──────── RECORDS FOR PROCESSING ────────

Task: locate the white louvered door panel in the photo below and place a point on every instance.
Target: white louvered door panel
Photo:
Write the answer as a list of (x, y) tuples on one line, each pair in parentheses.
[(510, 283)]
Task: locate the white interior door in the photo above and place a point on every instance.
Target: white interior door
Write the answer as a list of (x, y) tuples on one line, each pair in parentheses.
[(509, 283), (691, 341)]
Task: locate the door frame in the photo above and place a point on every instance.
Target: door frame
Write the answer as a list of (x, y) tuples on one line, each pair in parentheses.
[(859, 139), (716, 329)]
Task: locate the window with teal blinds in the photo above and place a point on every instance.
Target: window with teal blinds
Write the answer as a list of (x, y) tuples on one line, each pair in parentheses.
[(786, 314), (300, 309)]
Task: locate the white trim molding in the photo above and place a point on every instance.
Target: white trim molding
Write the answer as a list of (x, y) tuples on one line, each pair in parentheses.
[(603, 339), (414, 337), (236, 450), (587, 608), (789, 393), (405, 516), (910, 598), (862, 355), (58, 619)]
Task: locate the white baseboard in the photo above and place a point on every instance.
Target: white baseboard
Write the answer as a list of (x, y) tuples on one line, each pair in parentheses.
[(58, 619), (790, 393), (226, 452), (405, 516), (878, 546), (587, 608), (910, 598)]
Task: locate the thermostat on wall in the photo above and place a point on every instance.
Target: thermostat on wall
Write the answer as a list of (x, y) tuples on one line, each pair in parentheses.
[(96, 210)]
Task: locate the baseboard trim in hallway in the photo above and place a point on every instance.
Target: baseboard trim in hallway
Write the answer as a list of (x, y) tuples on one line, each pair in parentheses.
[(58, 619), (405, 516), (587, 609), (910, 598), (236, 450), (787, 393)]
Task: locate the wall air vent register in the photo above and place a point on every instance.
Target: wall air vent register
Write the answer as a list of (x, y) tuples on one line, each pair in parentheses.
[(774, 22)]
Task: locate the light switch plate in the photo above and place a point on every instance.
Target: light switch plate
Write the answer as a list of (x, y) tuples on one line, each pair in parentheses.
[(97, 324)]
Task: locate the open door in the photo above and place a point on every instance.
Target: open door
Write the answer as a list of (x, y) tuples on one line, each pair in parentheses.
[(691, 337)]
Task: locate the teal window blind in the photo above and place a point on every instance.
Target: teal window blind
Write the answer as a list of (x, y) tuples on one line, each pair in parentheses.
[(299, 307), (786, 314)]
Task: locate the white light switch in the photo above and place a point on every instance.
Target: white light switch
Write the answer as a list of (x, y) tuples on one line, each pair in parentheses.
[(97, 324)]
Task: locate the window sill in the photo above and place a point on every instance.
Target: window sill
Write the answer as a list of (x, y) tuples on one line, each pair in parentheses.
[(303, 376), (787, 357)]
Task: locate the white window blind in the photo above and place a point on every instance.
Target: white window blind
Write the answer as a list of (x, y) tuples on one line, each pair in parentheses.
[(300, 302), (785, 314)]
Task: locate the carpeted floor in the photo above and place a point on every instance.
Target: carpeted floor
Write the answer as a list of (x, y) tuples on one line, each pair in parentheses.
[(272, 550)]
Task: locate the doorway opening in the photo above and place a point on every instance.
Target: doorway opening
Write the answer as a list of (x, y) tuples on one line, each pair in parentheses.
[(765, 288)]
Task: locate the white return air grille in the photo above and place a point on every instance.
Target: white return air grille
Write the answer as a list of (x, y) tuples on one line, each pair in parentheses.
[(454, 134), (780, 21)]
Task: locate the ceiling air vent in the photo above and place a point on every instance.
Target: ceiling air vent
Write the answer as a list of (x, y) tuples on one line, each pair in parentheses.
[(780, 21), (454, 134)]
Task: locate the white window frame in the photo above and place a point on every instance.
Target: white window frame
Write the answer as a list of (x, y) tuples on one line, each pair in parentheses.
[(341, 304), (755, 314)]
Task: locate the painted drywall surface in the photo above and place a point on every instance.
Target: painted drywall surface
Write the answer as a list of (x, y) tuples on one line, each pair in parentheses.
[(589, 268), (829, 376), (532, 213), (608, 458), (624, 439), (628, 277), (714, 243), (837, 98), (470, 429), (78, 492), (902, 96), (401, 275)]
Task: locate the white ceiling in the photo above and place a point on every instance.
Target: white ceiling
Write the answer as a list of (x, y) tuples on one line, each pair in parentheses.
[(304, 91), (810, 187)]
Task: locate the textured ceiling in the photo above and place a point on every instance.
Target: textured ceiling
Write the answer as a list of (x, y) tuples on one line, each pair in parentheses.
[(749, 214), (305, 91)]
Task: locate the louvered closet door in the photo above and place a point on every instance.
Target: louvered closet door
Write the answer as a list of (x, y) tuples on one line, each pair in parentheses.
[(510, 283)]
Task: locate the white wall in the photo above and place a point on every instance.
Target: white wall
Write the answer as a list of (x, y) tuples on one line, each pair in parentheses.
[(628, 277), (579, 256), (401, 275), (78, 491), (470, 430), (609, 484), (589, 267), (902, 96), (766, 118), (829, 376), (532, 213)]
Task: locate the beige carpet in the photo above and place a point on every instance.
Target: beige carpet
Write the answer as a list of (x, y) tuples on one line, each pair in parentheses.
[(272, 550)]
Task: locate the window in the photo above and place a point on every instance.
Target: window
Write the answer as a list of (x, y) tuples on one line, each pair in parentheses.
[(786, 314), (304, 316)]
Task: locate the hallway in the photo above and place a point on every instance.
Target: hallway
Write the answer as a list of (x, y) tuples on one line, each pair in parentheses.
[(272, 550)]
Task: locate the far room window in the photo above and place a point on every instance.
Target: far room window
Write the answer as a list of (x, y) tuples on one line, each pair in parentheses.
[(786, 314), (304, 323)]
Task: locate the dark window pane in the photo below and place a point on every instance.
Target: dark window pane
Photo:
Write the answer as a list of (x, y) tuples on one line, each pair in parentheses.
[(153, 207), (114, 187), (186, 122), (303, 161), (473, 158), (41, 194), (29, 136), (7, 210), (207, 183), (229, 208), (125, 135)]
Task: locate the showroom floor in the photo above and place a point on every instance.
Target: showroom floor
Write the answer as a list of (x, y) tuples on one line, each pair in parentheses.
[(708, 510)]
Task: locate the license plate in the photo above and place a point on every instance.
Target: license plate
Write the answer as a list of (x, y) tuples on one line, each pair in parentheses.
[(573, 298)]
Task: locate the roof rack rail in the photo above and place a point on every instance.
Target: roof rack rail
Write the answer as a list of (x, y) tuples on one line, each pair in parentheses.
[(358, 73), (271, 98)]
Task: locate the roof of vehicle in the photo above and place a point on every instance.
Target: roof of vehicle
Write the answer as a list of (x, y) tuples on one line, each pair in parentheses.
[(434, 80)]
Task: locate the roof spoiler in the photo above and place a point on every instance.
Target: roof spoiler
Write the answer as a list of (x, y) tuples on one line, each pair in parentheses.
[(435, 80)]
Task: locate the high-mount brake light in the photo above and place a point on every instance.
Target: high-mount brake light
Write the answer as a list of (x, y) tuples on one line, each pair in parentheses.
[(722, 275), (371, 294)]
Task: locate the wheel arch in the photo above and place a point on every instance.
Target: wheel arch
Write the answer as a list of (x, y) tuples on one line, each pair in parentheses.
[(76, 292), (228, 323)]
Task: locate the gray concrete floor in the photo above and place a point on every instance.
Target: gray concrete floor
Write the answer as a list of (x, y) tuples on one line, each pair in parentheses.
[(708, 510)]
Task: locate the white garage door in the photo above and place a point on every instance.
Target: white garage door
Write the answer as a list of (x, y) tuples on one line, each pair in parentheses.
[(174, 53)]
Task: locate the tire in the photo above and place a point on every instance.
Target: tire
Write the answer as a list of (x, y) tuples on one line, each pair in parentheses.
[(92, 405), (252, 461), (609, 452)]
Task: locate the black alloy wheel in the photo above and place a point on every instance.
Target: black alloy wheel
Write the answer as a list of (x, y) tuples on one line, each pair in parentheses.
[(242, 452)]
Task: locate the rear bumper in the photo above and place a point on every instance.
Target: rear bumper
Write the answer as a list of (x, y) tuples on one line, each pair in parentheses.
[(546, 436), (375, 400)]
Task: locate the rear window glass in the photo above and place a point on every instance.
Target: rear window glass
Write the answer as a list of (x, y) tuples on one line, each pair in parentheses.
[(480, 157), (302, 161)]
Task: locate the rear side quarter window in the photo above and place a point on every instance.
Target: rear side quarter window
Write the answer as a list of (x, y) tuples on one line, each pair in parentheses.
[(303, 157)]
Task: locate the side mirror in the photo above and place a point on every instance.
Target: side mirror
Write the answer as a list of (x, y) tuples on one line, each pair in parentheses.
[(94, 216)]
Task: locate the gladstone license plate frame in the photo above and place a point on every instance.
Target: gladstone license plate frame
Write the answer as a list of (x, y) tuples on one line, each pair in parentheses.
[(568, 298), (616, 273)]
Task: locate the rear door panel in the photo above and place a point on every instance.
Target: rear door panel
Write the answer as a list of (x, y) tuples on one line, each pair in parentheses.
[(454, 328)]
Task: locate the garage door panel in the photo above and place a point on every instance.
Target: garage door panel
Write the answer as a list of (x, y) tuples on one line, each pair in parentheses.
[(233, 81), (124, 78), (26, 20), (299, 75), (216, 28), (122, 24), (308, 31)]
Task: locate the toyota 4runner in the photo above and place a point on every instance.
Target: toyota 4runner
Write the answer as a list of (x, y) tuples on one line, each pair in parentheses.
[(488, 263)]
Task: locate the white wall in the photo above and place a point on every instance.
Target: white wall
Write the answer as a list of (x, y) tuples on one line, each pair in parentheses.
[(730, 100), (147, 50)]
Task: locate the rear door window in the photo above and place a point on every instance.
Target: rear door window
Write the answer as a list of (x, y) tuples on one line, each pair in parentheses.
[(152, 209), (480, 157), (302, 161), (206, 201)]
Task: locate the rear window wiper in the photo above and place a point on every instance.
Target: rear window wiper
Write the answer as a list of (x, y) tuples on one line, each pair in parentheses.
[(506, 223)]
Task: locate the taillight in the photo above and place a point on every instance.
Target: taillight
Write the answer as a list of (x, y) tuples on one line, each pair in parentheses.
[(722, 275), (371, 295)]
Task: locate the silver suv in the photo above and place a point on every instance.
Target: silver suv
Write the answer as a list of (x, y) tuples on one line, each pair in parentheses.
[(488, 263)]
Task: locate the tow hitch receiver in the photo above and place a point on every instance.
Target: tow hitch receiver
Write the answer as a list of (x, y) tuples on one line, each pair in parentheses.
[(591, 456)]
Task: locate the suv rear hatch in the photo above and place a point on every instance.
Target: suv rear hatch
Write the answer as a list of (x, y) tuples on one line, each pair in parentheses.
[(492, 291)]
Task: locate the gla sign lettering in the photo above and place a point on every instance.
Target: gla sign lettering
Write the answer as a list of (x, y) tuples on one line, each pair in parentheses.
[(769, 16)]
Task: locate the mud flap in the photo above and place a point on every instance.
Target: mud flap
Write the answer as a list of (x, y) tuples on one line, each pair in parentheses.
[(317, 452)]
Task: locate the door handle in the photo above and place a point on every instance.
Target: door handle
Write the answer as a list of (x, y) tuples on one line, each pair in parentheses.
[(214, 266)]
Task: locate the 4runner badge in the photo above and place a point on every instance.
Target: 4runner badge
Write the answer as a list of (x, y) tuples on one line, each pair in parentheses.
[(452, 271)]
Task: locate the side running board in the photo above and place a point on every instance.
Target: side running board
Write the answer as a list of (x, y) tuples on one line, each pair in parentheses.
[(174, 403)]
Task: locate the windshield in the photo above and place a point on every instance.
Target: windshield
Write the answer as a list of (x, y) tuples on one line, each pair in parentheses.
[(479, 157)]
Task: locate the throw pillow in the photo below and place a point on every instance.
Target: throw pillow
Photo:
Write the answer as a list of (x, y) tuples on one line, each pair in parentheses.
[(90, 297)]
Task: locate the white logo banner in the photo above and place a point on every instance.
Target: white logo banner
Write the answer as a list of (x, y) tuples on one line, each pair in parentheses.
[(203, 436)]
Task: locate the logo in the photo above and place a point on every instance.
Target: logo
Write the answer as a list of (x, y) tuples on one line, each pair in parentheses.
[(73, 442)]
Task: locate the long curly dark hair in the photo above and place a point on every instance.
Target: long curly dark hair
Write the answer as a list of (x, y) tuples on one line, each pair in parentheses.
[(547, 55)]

────────

*TASK TO COMPLETE*: A word-for-word copy of the lines above from the one with "Task: locate the toyota" through the one with "Target: gla sign lettering", inclusive, is the only output wanted.

*FINISHED TASK*:
Task: locate the toyota 4runner in the photo above and place a point on every instance.
Target: toyota 4runner
Write the answer as a list of (x, y) tuples on one line, each pair in parentheses.
[(488, 263)]
Task: locate the white wall in the photo above and place a point on every instance.
Target: white wall
Write the answer as a list of (x, y) tuples on one line, each pair in parentheses.
[(730, 100), (147, 50)]
Task: locate the rear door window in the photo above and place a point on every instance.
Target: rear door window
Write the answer as a list of (x, y) tuples on one line, each pair in parentheses.
[(152, 209), (480, 157), (302, 161), (206, 201)]
Task: locate the rear window wiper in the photo above and place a point on every instance.
Target: rear window wiper
Write the answer as a list of (x, y) tuples on one line, each pair in parentheses.
[(506, 223)]
Task: locate the taillight in the photo above and place a point on every instance.
Target: taillight
Write the answer as a list of (x, y) tuples on one line, each pair in parentheses.
[(722, 275), (371, 295)]
Task: locate the silver suv in the photo above and place a point on every instance.
Target: silver suv
Write the answer as a list of (x, y) tuples on one line, each pair in parentheses.
[(488, 263)]
Task: locate the tow hitch receiver in the photo above and place a point on every instance.
Target: tow hitch receiver
Write the answer as a list of (x, y) tuples on one line, each pair in parentheses.
[(591, 456)]
Task: locate the suv rear hatch in the photo above and place a point on every instance.
Target: suv rear hatch
Write the answer as a list of (x, y) tuples on one line, each pair in parentheses.
[(492, 291)]
Task: locate the gla sign lettering in the photo above and place a point on every instance.
Target: gla sign lettering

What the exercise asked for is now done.